◆ **Text segment**
* * *

Ready to dive into the lake?
lakeFS is currently only
available on desktop.

For an optimal experience, provide your email below and one of our lifeguards will send you a link to start swimming in the lake!

lakeFS Community
Amit Kesarwani
Amit Kesarwani Author

Amit heads the solution architecture group at Treeverse, the company...

,
Jonathan Rosenberg
Jonathan Rosenberg Author

Last updated on March 18, 2024

Efficient data management is a critical component of any modern organization. 

As data volumes grow and data sources become more diverse, the need for robust data catalog solutions becomes increasingly evident. Recognizing this need, lakeFS, an open-source data lake management platform, has integrated with Unity Catalog, a comprehensive data catalog solution by Databricks

In this blog post, we will explore the exciting features and benefits of this integration and how it simplifies data management workflows.

Unity Catalog by Databricks

Unity Catalog is a unified governance solution for all data and AI assets including files, tables, machine learning models, and dashboards in your lakehouse on any cloud.

It provides a centralized solution for cataloging, organizing, and managing diverse data sources, making it easier for data engineers, data scientists, and analysts to find and utilize the data they need. With features such as data discovery, data lineage, and governance capabilities, Unity Data Catalog enables teams to unlock the true potential of their data.

Seamless Integration with lakeFS

The integration between lakeFS and Unity Catalog brings a range of benefits to organizations working with large-scale, complex data.

Full Data Versioning for Unity tables

By integrating lakeFS with Unity Catalog, organizations gain powerful data versioning capabilities. 

lakeFS allows users to version their data assets, capturing changes over time. This feature enables teams to track modifications, compare different versions, and easily revert to previous states if necessary. Users can now query tables as they appear in different branches or tags in lakeFS.

Collaboration and Teamwork

Using this integration, it’s now possible to expose changes to stakeholders using standard SQL tables. Using the isolated, zero-copy branching provided by lakeFS, users can modify tables and automatically expose their changes as Unity tables. All consumers have to do is select the name of the lakeFS branch and use it as the Unity schema name.

* * *

◆ **Excerpted data**
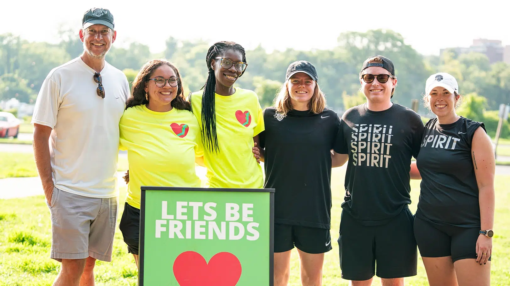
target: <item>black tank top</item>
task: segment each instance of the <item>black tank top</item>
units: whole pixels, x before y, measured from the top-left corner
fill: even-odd
[[[471,141],[480,126],[485,130],[483,123],[464,117],[451,124],[440,124],[436,118],[425,124],[416,159],[422,178],[417,216],[439,224],[480,227]]]

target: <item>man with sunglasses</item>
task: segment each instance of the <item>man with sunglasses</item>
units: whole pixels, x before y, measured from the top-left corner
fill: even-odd
[[[49,72],[32,121],[50,257],[62,263],[56,285],[93,285],[96,260],[112,260],[119,121],[129,96],[125,76],[105,61],[116,37],[110,11],[91,9],[82,24],[83,53]]]
[[[368,58],[360,81],[367,102],[344,113],[334,149],[349,156],[338,239],[342,277],[365,286],[376,275],[383,285],[401,286],[416,275],[410,171],[423,123],[391,102],[397,78],[389,59]]]

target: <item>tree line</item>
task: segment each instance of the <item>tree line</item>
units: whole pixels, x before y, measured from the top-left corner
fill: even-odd
[[[49,71],[83,52],[77,31],[62,31],[59,34],[58,44],[29,42],[11,34],[0,35],[0,100],[15,97],[22,102],[35,102]],[[131,42],[127,48],[114,43],[106,60],[123,70],[131,82],[147,61],[167,59],[178,67],[187,93],[199,90],[206,81],[206,54],[211,44],[170,37],[162,52],[152,53],[142,43]],[[463,108],[477,110],[474,113],[479,119],[491,118],[494,112],[487,110],[497,109],[501,103],[510,103],[508,64],[491,64],[484,54],[475,52],[457,54],[448,51],[441,58],[424,56],[406,44],[400,34],[391,30],[344,33],[339,36],[337,46],[330,50],[289,48],[269,53],[259,45],[246,51],[248,68],[236,85],[255,91],[263,107],[270,105],[285,79],[288,65],[298,60],[308,61],[317,69],[318,83],[326,94],[328,106],[341,111],[364,101],[359,91],[360,69],[365,60],[377,54],[394,62],[398,83],[393,101],[397,103],[411,107],[413,99],[421,102],[425,80],[439,71],[456,77],[461,93],[466,96],[465,100],[471,106],[465,104]],[[428,113],[421,105],[418,112],[425,117]],[[474,111],[469,109],[463,112]],[[503,130],[503,136],[508,135],[507,129]]]

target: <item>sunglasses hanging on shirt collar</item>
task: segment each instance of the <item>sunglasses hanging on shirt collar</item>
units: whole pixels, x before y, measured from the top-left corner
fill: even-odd
[[[98,96],[105,98],[105,88],[103,87],[103,80],[101,79],[101,75],[98,72],[94,74],[94,81],[97,83],[97,89],[96,90],[96,93]]]

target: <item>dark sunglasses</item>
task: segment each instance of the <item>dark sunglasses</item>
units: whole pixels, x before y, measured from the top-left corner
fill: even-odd
[[[218,57],[215,59],[221,59],[220,64],[221,65],[221,67],[224,69],[230,69],[230,67],[232,66],[232,65],[235,65],[236,70],[238,72],[242,72],[244,71],[244,70],[246,69],[246,67],[248,66],[248,64],[246,64],[246,63],[243,63],[242,62],[234,63],[226,58]]]
[[[94,74],[94,81],[97,83],[97,89],[96,90],[96,93],[98,96],[105,98],[105,88],[103,87],[103,80],[101,79],[101,75],[98,72]]]
[[[393,78],[393,76],[390,75],[389,74],[371,74],[369,73],[366,73],[361,76],[361,78],[363,79],[363,81],[367,83],[370,83],[374,81],[374,79],[377,77],[377,81],[381,83],[386,83],[388,80],[390,79],[390,77]]]

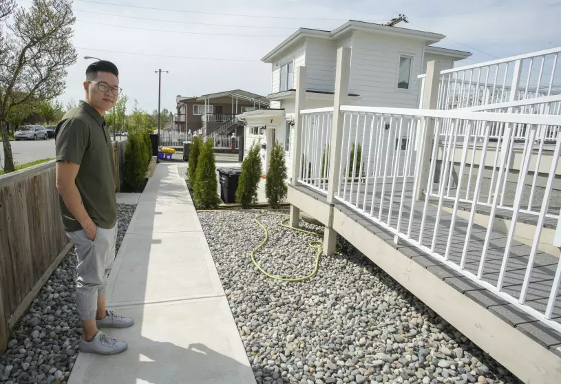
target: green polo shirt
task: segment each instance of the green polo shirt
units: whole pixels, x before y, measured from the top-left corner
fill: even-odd
[[[86,212],[98,226],[110,229],[117,222],[113,145],[105,120],[85,101],[65,114],[55,131],[56,161],[80,166],[76,185]],[[60,198],[63,226],[82,229]]]

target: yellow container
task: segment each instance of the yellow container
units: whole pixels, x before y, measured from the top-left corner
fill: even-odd
[[[162,147],[160,149],[160,150],[163,152],[164,153],[171,153],[173,154],[176,153],[176,150],[173,148],[168,148],[167,147]]]

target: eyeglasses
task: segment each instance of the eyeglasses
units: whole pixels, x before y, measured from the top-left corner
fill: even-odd
[[[111,89],[111,93],[112,93],[114,96],[119,96],[119,94],[123,91],[122,88],[120,88],[116,85],[115,87],[111,87],[105,81],[94,81],[92,80],[88,80],[87,82],[90,84],[93,84],[94,83],[97,83],[98,89],[102,92],[107,92]]]

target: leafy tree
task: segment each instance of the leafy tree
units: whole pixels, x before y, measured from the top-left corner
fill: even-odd
[[[19,105],[52,100],[64,91],[66,68],[76,58],[75,20],[70,0],[31,0],[27,8],[0,0],[0,131],[6,172],[14,170],[8,116]]]
[[[284,162],[284,148],[278,140],[275,140],[271,153],[267,180],[265,183],[265,196],[271,207],[278,209],[286,198],[288,189],[286,186],[286,164]]]
[[[187,169],[187,180],[189,186],[194,187],[195,181],[197,176],[197,163],[199,161],[200,154],[201,140],[198,136],[193,138],[193,142],[191,144],[189,157],[189,168]]]
[[[43,118],[48,125],[50,122],[58,123],[63,118],[63,105],[57,100],[45,100],[39,103],[37,114]]]
[[[119,100],[115,104],[115,107],[112,108],[105,114],[105,121],[111,127],[111,131],[113,130],[113,117],[115,117],[115,130],[116,131],[125,131],[124,128],[120,129],[119,127],[123,127],[125,124],[125,114],[127,112],[127,102],[129,100],[129,96],[125,94],[119,96]]]
[[[37,105],[38,102],[29,101],[16,105],[10,110],[6,121],[14,127],[21,125],[23,124],[23,120],[37,109]]]
[[[212,139],[202,145],[197,164],[195,181],[195,202],[203,209],[216,206],[218,198],[218,182],[216,180],[216,164]]]
[[[261,140],[254,141],[242,163],[242,174],[235,191],[235,200],[246,209],[257,201],[257,189],[261,179]]]

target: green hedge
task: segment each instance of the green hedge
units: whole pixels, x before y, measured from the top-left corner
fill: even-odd
[[[261,140],[254,141],[242,163],[242,174],[235,191],[235,201],[248,209],[257,201],[257,189],[261,179]]]
[[[146,178],[149,158],[146,144],[140,132],[129,135],[125,149],[125,164],[123,169],[123,186],[125,191],[136,192]]]
[[[269,169],[267,170],[267,180],[265,183],[265,195],[271,207],[278,209],[280,204],[286,199],[286,164],[284,161],[284,148],[278,141],[275,140],[269,160]]]
[[[193,142],[191,144],[189,157],[189,168],[187,169],[187,180],[189,181],[189,186],[194,188],[195,179],[197,178],[197,163],[199,161],[199,155],[200,154],[201,140],[198,136],[193,138]]]
[[[216,164],[214,161],[213,140],[209,139],[202,145],[197,162],[194,186],[195,202],[204,209],[213,208],[220,202],[218,182],[216,180]]]

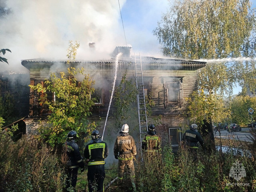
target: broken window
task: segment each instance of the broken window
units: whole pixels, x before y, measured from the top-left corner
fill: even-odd
[[[169,79],[165,82],[166,101],[168,103],[180,103],[183,101],[182,78]]]

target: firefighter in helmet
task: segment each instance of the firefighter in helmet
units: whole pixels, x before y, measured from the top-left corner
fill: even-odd
[[[94,191],[94,183],[96,184],[96,191],[103,192],[105,178],[104,159],[108,155],[108,148],[106,142],[101,139],[98,130],[94,130],[91,133],[91,140],[85,146],[84,155],[88,162],[89,192]]]
[[[153,124],[150,124],[148,130],[148,132],[144,137],[142,143],[142,152],[157,153],[161,147],[161,137],[156,135],[155,128]]]
[[[126,166],[130,177],[132,184],[134,187],[135,171],[133,164],[133,158],[137,154],[136,147],[134,139],[130,135],[129,126],[124,124],[121,131],[115,142],[114,146],[114,155],[116,159],[118,159],[118,178],[121,181],[123,177]]]
[[[194,160],[196,160],[197,158],[197,150],[199,147],[198,142],[203,147],[203,139],[197,132],[197,125],[196,124],[192,124],[190,129],[185,131],[182,140],[188,149],[189,153],[194,156]]]
[[[67,162],[68,178],[66,182],[66,189],[70,189],[72,187],[75,187],[78,168],[81,168],[81,172],[85,170],[82,158],[81,155],[79,147],[75,142],[77,134],[74,130],[70,131],[67,136],[67,141],[64,145],[64,149],[68,156]]]

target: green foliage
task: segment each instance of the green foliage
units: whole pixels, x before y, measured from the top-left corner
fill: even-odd
[[[206,60],[206,66],[199,71],[199,89],[203,91],[199,94],[202,97],[200,102],[205,102],[203,105],[206,106],[215,100],[211,94],[219,94],[222,97],[225,94],[231,94],[236,84],[244,87],[244,94],[247,88],[254,92],[256,87],[254,60],[229,61],[224,59],[255,57],[256,40],[250,37],[255,32],[256,20],[255,10],[251,10],[250,2],[176,0],[170,5],[169,11],[154,30],[163,46],[163,53],[190,59],[213,59]],[[194,105],[192,108],[194,108]],[[221,105],[215,105],[215,107],[219,107],[218,110],[222,112]],[[205,113],[197,112],[200,115]],[[210,113],[216,115],[213,111]],[[225,117],[228,117],[226,114],[224,113]]]
[[[247,126],[256,121],[256,114],[254,113],[252,117],[249,115],[248,110],[251,108],[256,110],[256,98],[247,96],[238,96],[231,99],[229,103],[231,111],[232,123],[236,123],[240,125]]]
[[[116,126],[121,127],[122,123],[130,118],[132,115],[135,115],[130,111],[136,110],[135,104],[137,101],[137,89],[134,79],[127,80],[126,78],[128,69],[130,63],[128,65],[122,76],[121,81],[115,88],[113,95],[113,103],[115,107]],[[132,109],[134,109],[132,110]]]
[[[62,192],[65,174],[56,154],[46,145],[23,137],[16,142],[0,140],[0,190]]]
[[[0,53],[2,53],[2,54],[4,55],[5,54],[5,53],[6,52],[6,51],[11,53],[11,50],[9,49],[2,49],[0,50]],[[8,62],[7,61],[7,59],[5,57],[0,57],[0,62],[5,62],[7,63],[8,65],[9,64],[8,63]]]
[[[154,30],[165,55],[213,59],[224,50],[225,57],[238,57],[255,27],[249,1],[176,0],[170,5]]]
[[[186,98],[190,118],[203,123],[203,120],[211,117],[213,122],[221,122],[230,118],[231,112],[218,95],[207,94],[203,89],[194,91],[191,96]]]
[[[71,130],[74,130],[79,135],[89,131],[96,127],[95,122],[90,123],[87,117],[91,114],[90,110],[94,105],[91,99],[91,95],[94,91],[93,87],[94,82],[84,73],[82,68],[76,69],[71,67],[71,62],[73,61],[79,44],[74,45],[70,42],[67,56],[67,73],[60,72],[59,76],[51,73],[49,80],[46,80],[47,87],[39,84],[30,85],[33,90],[42,93],[39,99],[40,103],[48,106],[51,112],[48,117],[48,127],[42,126],[39,129],[39,139],[43,139],[54,146],[57,144],[62,144],[66,135]],[[82,77],[79,81],[78,77]],[[54,93],[55,101],[47,100],[46,91]]]
[[[139,185],[137,189],[138,191],[154,191],[155,189],[160,189],[163,176],[162,155],[145,153],[142,157],[142,157],[138,158],[136,176]]]

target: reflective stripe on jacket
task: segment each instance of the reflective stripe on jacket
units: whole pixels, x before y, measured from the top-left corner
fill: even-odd
[[[198,147],[198,142],[202,146],[203,145],[203,140],[200,134],[191,128],[185,131],[182,137],[182,140],[186,141],[187,146]]]
[[[84,162],[79,150],[79,147],[75,142],[75,140],[66,141],[63,146],[69,158],[68,166],[70,169],[76,167],[83,168]]]
[[[118,155],[118,159],[126,161],[132,160],[137,154],[134,139],[128,133],[120,132],[115,142],[114,154]]]
[[[104,159],[108,155],[107,145],[101,139],[91,140],[85,146],[84,155],[89,160],[88,165],[104,165]]]

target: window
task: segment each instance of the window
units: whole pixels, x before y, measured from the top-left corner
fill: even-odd
[[[183,101],[182,83],[182,78],[169,79],[168,81],[166,81],[165,88],[167,102],[180,103]]]
[[[170,142],[172,146],[178,146],[181,141],[181,129],[180,127],[169,127]]]
[[[94,92],[91,95],[91,98],[96,105],[103,105],[103,93],[102,89],[95,89]]]

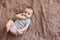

* * *

◆ **Goal 1**
Reproduce the stretch of the lakeFS and Unity Catalog post from "lakeFS allows users" through "Unity schema name." word for word.
◆ **Goal 2**
In the lakeFS and Unity Catalog post, what do consumers use as the Unity schema name?
◆ **Goal 3**
Go on writing the post about the lakeFS and Unity Catalog integration, starting after its final sentence.

◆ **Exercise output 1**
lakeFS allows users to version their data assets, capturing changes over time. This feature enables teams to track modifications, compare different versions, and easily revert to previous states if necessary. Users can now query tables as they appear in different branches or tags in lakeFS.

Collaboration and Teamwork

Using this integration, it’s now possible to expose changes to stakeholders using standard SQL tables. Using the isolated, zero-copy branching provided by lakeFS, users can modify tables and automatically expose their changes as Unity tables. All consumers have to do is select the name of the lakeFS branch and use it as the Unity schema name.

◆ **Exercise output 2**
The name of the lakeFS branch.

◆ **Exercise output 3**
Enhanced Data Governance

With the integration, organizations can establish robust data governance practices. lakeFS comes with a powerful hook system allowing users to control exactly which changes are permitted, validating both data and metadata, while Unity allows defining fine-grained access controls at the table and even column level. This combination makes it easy for security teams to define controls and guardrails to protect their most important asset – their data.

Unlock the full power (and cost benefits) of serverless data warehousing

Enigma uses lakeFS to produce verified data.  Their processes write data to a production table. The lakeFS Unity Catalog Export feature is configured to expose these tables on the production branch and on several other branches. Next, data scientists can leverage this setup to query the tables on all exported branches.

Then, data scientists can use Databricks Unity Catalog to examine the tables, their schema, and query their data.  Unity supports SQL and serverless queries, meaning Enigma’s data scientists can work without managing Spark clusters.    

Unity Catalog Integration: How does it work?

Leveraging the external tables feature within Unity Catalog, lakeFS registers a Delta Lake table exported from lakeFS with Unity Catalog and you can access it through the Unity catalog. The subsequent step-by-step tutorial will lead you through the process of configuring a Lua hook that exports Delta Lake tables from lakeFS, and subsequently registers them in Unity Catalog.

Tables are defined in the lakeFS repository by using a short YAML file that maps Delta Lake tables in the repository to Delta table names in the Unity Catalog. Once a Delta Lake table is exported from lakeFS, the branch it belongs to in lakeFS is configured to be visible in Unity Catalog as schema.

lakeFS Unity Catalog Integration: How it Works

Prerequisites

1. AWS Credentials with S3 access
2. lakeFS Server (you can deploy one independently or use the hosted lakeFS Cloud solution, free for 30 days).
3. lakeFS Credentials (Key & Secret) or the permissions to create those credentials.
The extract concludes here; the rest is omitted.